§ **Work to complete**
[1] Decide whether each statement agrees with the post on Project Noah. Answer yes or no and quote the deciding words from the post. (a) Project Noah is supported by National Geographic. (b) Only people with Ph.D.’s can contribute to science through Project Noah. (c) The class readings focused on who can contribute to science.
[2] Pick up the post on Project Noah after its final sentence and write what follows.
*** Opening Excerpt provided ***
Project Noah: Authority in Science

Ashley Lenhart
ANTH374S18
Published in
2 min readMar 8, 2018

Project Noah is a National Geographic supported software platform with the purpose of reconnecting people to the natural world and document the world’s organisms. The people of this program build tools to allow people (all types of people — even those without Ph.D.’s) to contribute to science through ecological data contribution. Check it out here: https://www.projectnoah.org/

Source 1

Class readings have focused on who can contribute to science, where knowledge comes from, and what science is “right” and what science is “wrong”. Project Noah allows anyone to contribute to science, for knowledge to come from anywhere, and counts all of this as “right”.
*** Closing Excerpt provided ***
*** Opening Data shown ***
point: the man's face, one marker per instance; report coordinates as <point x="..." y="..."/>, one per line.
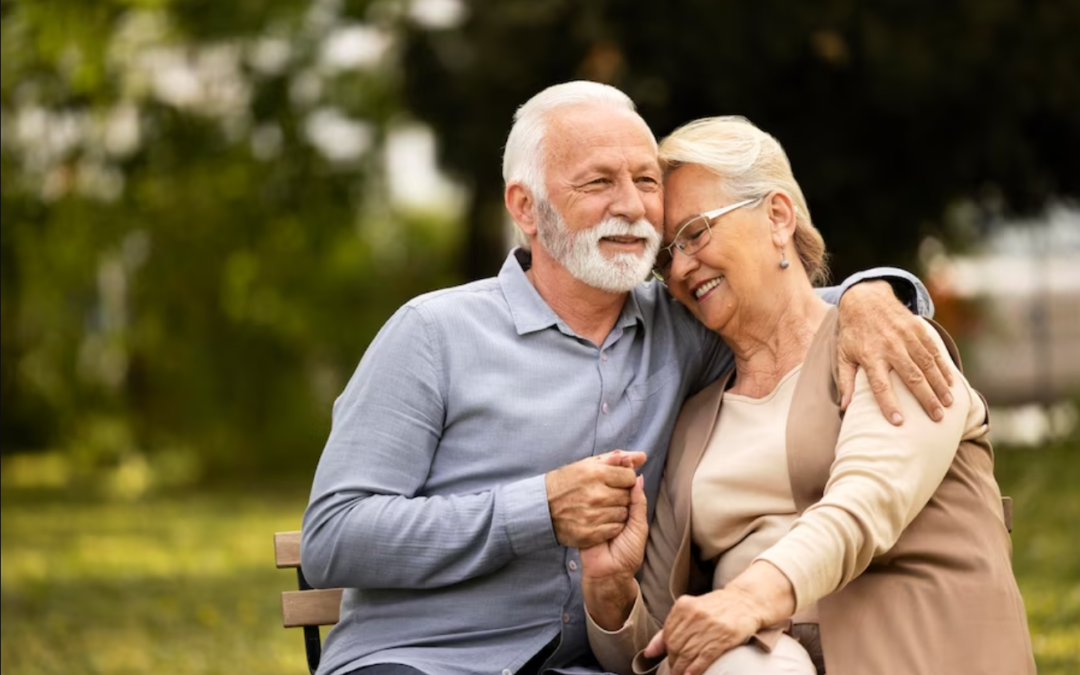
<point x="603" y="178"/>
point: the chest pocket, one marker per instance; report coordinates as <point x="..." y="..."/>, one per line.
<point x="655" y="383"/>
<point x="655" y="396"/>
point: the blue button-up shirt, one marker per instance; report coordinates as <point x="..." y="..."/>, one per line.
<point x="429" y="502"/>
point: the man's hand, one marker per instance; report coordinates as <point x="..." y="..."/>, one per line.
<point x="879" y="334"/>
<point x="700" y="629"/>
<point x="590" y="499"/>
<point x="608" y="568"/>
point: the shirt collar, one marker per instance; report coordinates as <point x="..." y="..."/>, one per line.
<point x="528" y="309"/>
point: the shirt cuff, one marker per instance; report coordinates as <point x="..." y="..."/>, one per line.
<point x="527" y="518"/>
<point x="908" y="288"/>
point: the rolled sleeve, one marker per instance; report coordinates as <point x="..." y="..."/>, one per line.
<point x="527" y="517"/>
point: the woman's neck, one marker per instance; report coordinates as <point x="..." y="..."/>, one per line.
<point x="773" y="339"/>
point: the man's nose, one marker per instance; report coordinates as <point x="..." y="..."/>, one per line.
<point x="629" y="203"/>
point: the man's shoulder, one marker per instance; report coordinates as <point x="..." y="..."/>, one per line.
<point x="660" y="310"/>
<point x="478" y="297"/>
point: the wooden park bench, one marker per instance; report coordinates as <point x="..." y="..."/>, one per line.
<point x="311" y="608"/>
<point x="308" y="608"/>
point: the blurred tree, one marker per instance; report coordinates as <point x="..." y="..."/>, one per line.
<point x="198" y="241"/>
<point x="891" y="111"/>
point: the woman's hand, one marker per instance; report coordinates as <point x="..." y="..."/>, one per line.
<point x="700" y="629"/>
<point x="608" y="568"/>
<point x="880" y="335"/>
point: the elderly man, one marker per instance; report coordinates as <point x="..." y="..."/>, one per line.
<point x="493" y="429"/>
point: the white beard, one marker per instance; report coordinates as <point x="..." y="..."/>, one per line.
<point x="580" y="252"/>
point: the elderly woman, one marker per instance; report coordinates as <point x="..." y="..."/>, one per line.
<point x="782" y="517"/>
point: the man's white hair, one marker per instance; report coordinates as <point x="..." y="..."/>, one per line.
<point x="523" y="160"/>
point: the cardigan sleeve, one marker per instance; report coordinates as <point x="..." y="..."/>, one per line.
<point x="880" y="480"/>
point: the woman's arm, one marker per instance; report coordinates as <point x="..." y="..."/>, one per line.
<point x="881" y="478"/>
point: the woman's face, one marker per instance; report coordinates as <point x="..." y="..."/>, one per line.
<point x="729" y="272"/>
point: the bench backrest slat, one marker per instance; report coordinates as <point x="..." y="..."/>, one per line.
<point x="286" y="550"/>
<point x="315" y="607"/>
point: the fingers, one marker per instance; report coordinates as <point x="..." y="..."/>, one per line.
<point x="936" y="366"/>
<point x="881" y="386"/>
<point x="656" y="646"/>
<point x="846" y="381"/>
<point x="623" y="458"/>
<point x="637" y="514"/>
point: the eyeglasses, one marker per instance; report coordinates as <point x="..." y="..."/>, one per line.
<point x="691" y="237"/>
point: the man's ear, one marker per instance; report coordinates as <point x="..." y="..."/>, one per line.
<point x="522" y="207"/>
<point x="781" y="213"/>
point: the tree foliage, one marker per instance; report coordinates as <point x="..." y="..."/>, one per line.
<point x="197" y="241"/>
<point x="892" y="112"/>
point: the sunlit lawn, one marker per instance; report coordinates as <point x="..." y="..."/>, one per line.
<point x="174" y="586"/>
<point x="180" y="585"/>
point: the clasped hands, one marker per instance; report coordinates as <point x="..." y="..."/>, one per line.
<point x="590" y="499"/>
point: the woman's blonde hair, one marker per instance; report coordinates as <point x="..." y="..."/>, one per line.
<point x="751" y="163"/>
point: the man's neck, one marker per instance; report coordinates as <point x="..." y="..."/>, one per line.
<point x="590" y="312"/>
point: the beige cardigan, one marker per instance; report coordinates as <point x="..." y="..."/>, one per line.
<point x="943" y="599"/>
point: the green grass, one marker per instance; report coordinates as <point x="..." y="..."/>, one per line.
<point x="171" y="585"/>
<point x="186" y="584"/>
<point x="1045" y="488"/>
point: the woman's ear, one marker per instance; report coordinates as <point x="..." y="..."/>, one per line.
<point x="522" y="207"/>
<point x="781" y="213"/>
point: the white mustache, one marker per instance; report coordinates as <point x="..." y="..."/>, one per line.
<point x="615" y="227"/>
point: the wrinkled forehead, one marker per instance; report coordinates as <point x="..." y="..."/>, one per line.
<point x="579" y="134"/>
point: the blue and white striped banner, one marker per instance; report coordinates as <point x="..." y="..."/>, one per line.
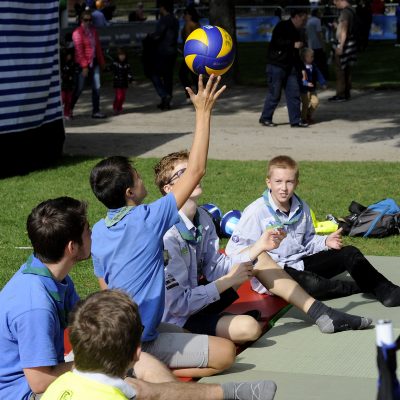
<point x="29" y="66"/>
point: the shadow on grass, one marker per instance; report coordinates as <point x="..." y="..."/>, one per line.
<point x="124" y="144"/>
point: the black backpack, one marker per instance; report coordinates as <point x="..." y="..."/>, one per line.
<point x="377" y="220"/>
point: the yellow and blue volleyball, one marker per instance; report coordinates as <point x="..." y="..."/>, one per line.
<point x="209" y="50"/>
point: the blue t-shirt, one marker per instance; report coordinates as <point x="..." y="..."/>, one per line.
<point x="129" y="256"/>
<point x="33" y="312"/>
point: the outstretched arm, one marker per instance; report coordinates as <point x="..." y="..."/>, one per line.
<point x="203" y="103"/>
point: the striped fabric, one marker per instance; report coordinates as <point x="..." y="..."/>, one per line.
<point x="29" y="65"/>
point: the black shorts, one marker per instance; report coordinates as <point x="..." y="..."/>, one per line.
<point x="205" y="321"/>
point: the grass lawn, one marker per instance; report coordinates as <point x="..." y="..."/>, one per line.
<point x="328" y="187"/>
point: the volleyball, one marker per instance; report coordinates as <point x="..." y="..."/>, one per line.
<point x="229" y="222"/>
<point x="209" y="50"/>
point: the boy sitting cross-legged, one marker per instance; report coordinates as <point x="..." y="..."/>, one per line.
<point x="311" y="259"/>
<point x="193" y="245"/>
<point x="127" y="247"/>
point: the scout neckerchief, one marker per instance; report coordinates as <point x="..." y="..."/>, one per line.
<point x="188" y="237"/>
<point x="50" y="285"/>
<point x="186" y="234"/>
<point x="118" y="216"/>
<point x="278" y="222"/>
*** Closing Data shown ***
§ **Your written answers**
[1]
(a) Yes: "Project Noah is a National Geographic supported software platform"
(b) No: "all types of people — even those without Ph.D.’s"
(c) Yes: "Class readings have focused on who can contribute to science"

[2]
Source 4

Science sometimes happens within labs and behind closed doors. It may be only discussed among the scientific community. Project Noah eliminates this — the data can be accessed by anyone and anyone can add to it. Science can be strict with only certain people meeting certain criteria being able to make any claims or present any data. Project Noah eliminates this control — again, anyone is able to contribute and authority is not as great. This platform opens the door for a new, collaborative kind of science to occur. This is vital because there is no way only scientists can collect the mass amounts of data obtained through Project Noah and similar platforms in the same time. Faster, larger data acquisition is allowed for. Different views are also accounted for, or a more interdisciplinary viewpoint is gained. Further and specifically, wildlife is so vast, information critical to studies of it nearly requires help of people other than scientists.

As from the Epstein reading (2), activists can play a greater role via Project Noah. Or, regular people who are neither activist or scientist can. As from the Fujimura reading (3), change may be brought about from many voices speaking against one which has assumed authority through this large, supported project. Science is changing as it always has and through Project Noah and others like it, the people who contribute to knowledge and the way in which knowledge is produced is also changing.

Sources:

  1. “Networked Organisms And Habitats.” Project Noah, National Geographic
  2. Epstein, Steven. “The construction of lay expertise: AIDS activism and the forging of credibility in the reform of clinical trials.” Science, Technology, & Human Values 20.4 (1995): 408–437.
  3. Fujimura, Joan H., and Henry R. Luce. “Authorizing knowledge in science and anthropology.” American Anthropologist 100.2 (1998): 347–360.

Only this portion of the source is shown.